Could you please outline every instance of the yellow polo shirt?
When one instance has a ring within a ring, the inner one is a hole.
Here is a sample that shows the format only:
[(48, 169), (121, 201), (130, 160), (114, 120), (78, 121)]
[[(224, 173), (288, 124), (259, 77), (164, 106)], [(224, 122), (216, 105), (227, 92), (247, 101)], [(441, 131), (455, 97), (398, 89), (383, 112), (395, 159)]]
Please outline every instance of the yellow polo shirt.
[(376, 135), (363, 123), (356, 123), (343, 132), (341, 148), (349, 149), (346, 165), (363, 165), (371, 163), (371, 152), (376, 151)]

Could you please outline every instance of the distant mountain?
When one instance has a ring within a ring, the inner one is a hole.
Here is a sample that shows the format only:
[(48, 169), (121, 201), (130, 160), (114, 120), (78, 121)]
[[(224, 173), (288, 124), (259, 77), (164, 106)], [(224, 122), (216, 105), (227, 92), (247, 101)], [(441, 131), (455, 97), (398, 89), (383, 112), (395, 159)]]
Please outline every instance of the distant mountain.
...
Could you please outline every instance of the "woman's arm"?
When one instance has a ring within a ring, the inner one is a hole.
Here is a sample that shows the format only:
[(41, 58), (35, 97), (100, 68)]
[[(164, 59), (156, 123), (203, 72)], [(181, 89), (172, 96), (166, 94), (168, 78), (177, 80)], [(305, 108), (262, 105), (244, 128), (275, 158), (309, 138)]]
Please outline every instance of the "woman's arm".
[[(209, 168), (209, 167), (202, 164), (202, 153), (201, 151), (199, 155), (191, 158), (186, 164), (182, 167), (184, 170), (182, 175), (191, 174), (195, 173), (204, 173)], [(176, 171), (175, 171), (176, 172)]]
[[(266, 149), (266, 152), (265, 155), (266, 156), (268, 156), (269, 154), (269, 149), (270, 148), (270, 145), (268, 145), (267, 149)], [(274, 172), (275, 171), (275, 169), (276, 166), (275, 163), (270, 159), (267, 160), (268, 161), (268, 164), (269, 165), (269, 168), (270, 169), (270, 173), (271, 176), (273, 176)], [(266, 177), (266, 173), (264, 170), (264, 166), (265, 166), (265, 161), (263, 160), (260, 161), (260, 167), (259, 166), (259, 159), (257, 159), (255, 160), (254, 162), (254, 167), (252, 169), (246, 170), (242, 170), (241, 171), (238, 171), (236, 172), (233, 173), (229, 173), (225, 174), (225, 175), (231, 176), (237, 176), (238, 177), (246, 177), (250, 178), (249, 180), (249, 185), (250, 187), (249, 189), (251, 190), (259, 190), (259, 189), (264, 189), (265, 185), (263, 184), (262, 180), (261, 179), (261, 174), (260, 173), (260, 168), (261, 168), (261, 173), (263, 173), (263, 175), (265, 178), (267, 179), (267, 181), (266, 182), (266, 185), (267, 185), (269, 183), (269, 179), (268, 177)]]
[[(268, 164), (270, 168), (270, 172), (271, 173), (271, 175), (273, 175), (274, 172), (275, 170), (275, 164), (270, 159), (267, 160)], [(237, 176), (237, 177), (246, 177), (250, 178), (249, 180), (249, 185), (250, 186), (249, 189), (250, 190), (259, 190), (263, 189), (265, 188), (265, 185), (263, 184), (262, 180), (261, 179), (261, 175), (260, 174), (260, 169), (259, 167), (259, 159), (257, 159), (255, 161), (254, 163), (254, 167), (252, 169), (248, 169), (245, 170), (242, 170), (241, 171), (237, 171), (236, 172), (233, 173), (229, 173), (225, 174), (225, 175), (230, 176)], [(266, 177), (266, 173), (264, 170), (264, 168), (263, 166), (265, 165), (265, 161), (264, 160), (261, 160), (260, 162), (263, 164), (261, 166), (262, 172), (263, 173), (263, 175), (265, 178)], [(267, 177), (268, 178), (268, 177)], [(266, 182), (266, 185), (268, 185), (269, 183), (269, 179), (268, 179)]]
* * *
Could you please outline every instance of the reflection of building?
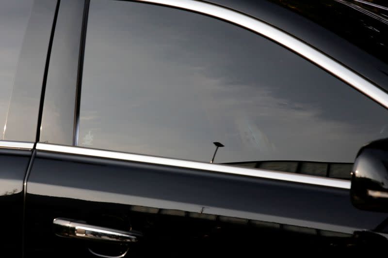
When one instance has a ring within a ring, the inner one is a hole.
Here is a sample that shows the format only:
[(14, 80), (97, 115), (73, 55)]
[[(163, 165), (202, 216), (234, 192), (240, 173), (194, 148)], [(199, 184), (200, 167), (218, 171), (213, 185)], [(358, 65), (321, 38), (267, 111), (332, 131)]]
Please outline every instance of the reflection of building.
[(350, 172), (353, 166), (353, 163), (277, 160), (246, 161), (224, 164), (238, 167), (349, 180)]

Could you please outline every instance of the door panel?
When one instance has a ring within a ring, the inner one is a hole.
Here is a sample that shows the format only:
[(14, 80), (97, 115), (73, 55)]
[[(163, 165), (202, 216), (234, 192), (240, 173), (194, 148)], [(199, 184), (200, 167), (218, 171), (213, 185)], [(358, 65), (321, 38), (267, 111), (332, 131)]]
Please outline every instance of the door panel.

#### [REQUISITOS]
Vuelve a escribir el material que empieza en la línea con "Could you please outline every instance of the distant" y sigue hasta la línea con "Please outline every instance of the distant mountain.", ambas incluidas, cambiando "distant mountain" por "far hill" y dejando todo lo demás igual.

#### [RESPUESTA]
Could you please outline every instance of the far hill?
When one instance has a ring within a ring, the inner one is a hole.
Here is a sample that shows the format only:
[(48, 169), (121, 201), (130, 160), (114, 120), (78, 121)]
[[(224, 173), (288, 124), (259, 77), (164, 106)], [(224, 122), (216, 105), (227, 92), (247, 101)], [(441, 131), (455, 97), (398, 89), (383, 112), (395, 159)]]
Please outline every instance of the far hill.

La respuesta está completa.